> **Detalhes do exercício**
Copie, do trecho sobre a população e a língua na Amazônia colonial, a parte que começa em "Acontece que os" e termina em "de origem indígena.".

+++ Trecho selecionado +++

No que se refere ao aspecto demográfico, apenas no território do Maranhão e no baixo
Amazonas houve um incremento populacional não-indígena, devido sobretudo ao contigente
de escravos africanos e, em menor escala, de colonos portugueses; a Amazônia ocidental, por
seu lado, permaneceu intocada, neste aspecto. Quanto ao casamento de brancos com índias, ali
onde ocorreu, o seu resultado não foi aumentar o número de falantes do português como se
pretendia. O mesmo ouvidor Sampaio observou, em sua viagem pelas freguesias, que esses
casamentos “têm sido pela maior parte pouco afortunados; porque em lugar de as índias
tomarem os costumes dos brancos, estes têm adoptado os daquellas” (Sampaio 1985:127).
Acontece que os filhos desses casamentos, quase sempre, não tinham sequer um parente
português, conviviam somente com a família da mãe e, desta forma, se tornavam falantes da
língua materna, que era a Língua Geral ou outra língua de origem indígena.

+++ Material de origem +++

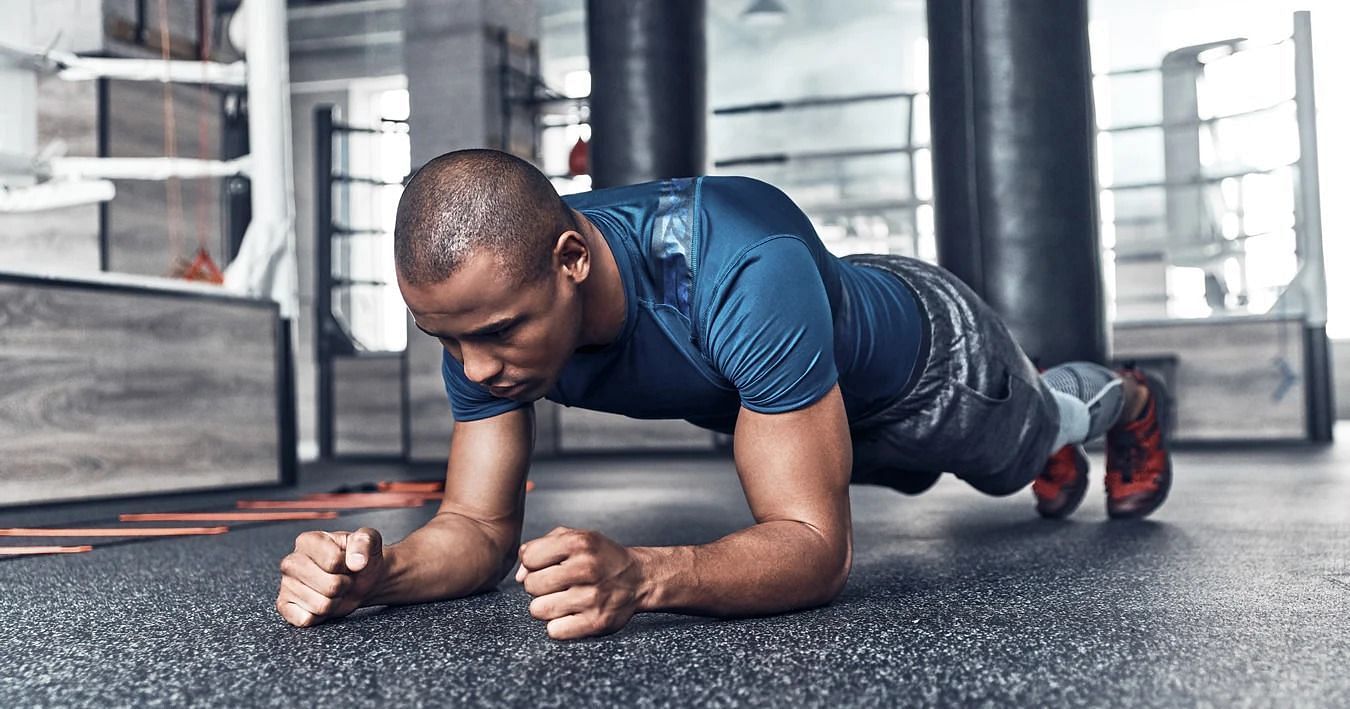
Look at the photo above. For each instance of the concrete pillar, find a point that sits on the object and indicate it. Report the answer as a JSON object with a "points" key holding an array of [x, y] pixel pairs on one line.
{"points": [[648, 89], [1014, 168]]}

+++

> **Resultado do exercício**
Acontece que os filhos desses casamentos, quase sempre, não tinham sequer um parente
português, conviviam somente com a família da mãe e, desta forma, se tornavam falantes da
língua materna, que era a Língua Geral ou outra língua de origem indígena.